A run of records
-.-.-

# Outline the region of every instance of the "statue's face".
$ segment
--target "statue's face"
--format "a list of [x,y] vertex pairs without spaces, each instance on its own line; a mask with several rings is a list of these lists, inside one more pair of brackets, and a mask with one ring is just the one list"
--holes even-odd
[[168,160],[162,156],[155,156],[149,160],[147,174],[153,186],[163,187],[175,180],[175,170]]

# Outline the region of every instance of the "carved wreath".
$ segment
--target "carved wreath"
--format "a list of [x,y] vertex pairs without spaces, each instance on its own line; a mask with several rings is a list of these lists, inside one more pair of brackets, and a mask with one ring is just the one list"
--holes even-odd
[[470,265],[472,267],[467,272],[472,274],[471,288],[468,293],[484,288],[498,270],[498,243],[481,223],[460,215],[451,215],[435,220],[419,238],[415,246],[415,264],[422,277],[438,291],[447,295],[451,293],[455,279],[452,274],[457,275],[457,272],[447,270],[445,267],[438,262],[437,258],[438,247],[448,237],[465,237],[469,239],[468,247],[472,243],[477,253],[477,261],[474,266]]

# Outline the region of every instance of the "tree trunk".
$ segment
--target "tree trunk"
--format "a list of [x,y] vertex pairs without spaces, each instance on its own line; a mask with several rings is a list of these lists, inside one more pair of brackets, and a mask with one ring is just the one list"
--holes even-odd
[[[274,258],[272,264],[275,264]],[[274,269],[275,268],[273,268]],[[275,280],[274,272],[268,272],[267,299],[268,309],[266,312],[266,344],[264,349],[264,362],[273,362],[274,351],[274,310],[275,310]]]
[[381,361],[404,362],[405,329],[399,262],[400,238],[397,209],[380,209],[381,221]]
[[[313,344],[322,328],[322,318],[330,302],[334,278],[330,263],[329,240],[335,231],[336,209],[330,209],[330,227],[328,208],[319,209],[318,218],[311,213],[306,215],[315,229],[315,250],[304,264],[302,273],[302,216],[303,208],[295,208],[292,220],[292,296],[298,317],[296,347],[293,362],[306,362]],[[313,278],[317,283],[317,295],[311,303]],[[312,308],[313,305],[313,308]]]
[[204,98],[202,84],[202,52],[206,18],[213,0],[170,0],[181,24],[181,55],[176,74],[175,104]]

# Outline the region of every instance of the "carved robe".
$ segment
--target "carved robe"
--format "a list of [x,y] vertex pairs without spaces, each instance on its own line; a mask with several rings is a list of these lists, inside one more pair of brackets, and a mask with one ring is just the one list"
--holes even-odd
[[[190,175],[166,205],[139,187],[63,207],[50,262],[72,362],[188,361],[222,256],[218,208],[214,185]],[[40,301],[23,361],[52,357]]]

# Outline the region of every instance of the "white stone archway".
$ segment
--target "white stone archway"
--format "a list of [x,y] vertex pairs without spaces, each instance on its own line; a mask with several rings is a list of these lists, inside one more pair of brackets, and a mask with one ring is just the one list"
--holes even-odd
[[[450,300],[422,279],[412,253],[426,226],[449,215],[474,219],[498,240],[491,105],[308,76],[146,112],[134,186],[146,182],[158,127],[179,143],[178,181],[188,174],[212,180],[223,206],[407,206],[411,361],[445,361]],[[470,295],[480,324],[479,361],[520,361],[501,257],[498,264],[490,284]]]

-.-.-

**WHAT IS ASKED:** Every line above needs to be retyped exactly.

**FULL RESPONSE:**
# Outline the region of every instance of the "statue's face".
$ segment
--target "statue's face"
--format "a list of [x,y] vertex pairs without spaces, each instance on its own line; a mask with several rings is a list of these lists, inside one more pair of brackets, and a mask with one ring is just the one list"
--holes even-odd
[[168,160],[162,156],[155,156],[149,160],[147,174],[153,186],[163,187],[175,180],[175,170]]

# Outline the region of every instance of the "carved wreath".
$ segment
--target "carved wreath"
--format "a list of [x,y] vertex pairs without spaces, each instance on its own line; a mask with several rings is a list of these lists, inside one more pair of brackets, and a mask with one ring is just the one list"
--holes even-odd
[[470,265],[472,267],[467,272],[472,274],[471,288],[468,293],[484,288],[498,270],[498,243],[481,223],[460,215],[451,215],[435,220],[419,238],[415,246],[415,264],[422,277],[438,291],[447,295],[451,293],[455,279],[452,274],[457,275],[457,272],[447,270],[445,267],[438,262],[437,258],[438,247],[448,237],[465,237],[469,239],[468,247],[472,243],[477,253],[477,261],[474,266]]

# Outline the region of every instance of the "tree trunk".
$ segment
--target "tree trunk"
--format "a list of [x,y] vertex pairs without spaces, each instance on its own line; a mask with several rings is a list of these lists, inside one more pair of brackets, and a mask with one ring is just the one list"
--holes even-odd
[[[274,258],[272,264],[275,264]],[[274,269],[275,268],[273,268]],[[275,280],[274,272],[268,272],[267,299],[268,309],[266,312],[266,344],[264,349],[264,362],[273,362],[274,351],[274,310],[275,310]]]
[[381,361],[404,362],[405,329],[399,262],[400,238],[397,209],[380,209],[381,221]]
[[[313,344],[322,328],[322,318],[330,302],[334,278],[330,263],[329,240],[335,231],[336,209],[330,209],[330,227],[328,208],[319,209],[318,218],[311,213],[306,215],[315,229],[315,250],[304,264],[302,273],[302,216],[303,208],[295,208],[292,220],[292,296],[298,317],[296,347],[293,362],[306,362]],[[313,278],[317,283],[317,295],[311,303]],[[312,308],[313,305],[313,308]]]
[[204,98],[202,84],[202,52],[206,18],[213,0],[170,0],[181,24],[181,55],[176,74],[175,104]]

# Outline the region of every instance of the "carved robe".
$ segment
--target "carved robe"
--format "a list of [x,y] vertex pairs without spaces, each instance on its own line; a mask with several rings is a list of these lists, inside one more pair of brackets, and a mask with one ring is just the one list"
--holes even-odd
[[[190,175],[166,205],[139,187],[63,207],[50,262],[72,362],[188,361],[222,256],[218,208],[214,185]],[[40,301],[23,361],[52,357]]]

# Outline the region of every instance of the "white stone archway".
$ segment
--target "white stone archway"
--format "a list of [x,y] vertex pairs without spaces, each instance on its own line; a mask with several rings is a list of these lists, inside one more pair of brackets, and a mask with one ring is just the one list"
--holes even-odd
[[[450,300],[422,279],[412,253],[426,226],[449,215],[474,219],[498,240],[491,105],[308,76],[146,112],[134,186],[146,182],[158,127],[179,143],[178,181],[188,174],[212,180],[223,206],[407,206],[411,361],[445,361]],[[470,295],[480,324],[479,361],[520,361],[501,257],[498,264],[490,284]]]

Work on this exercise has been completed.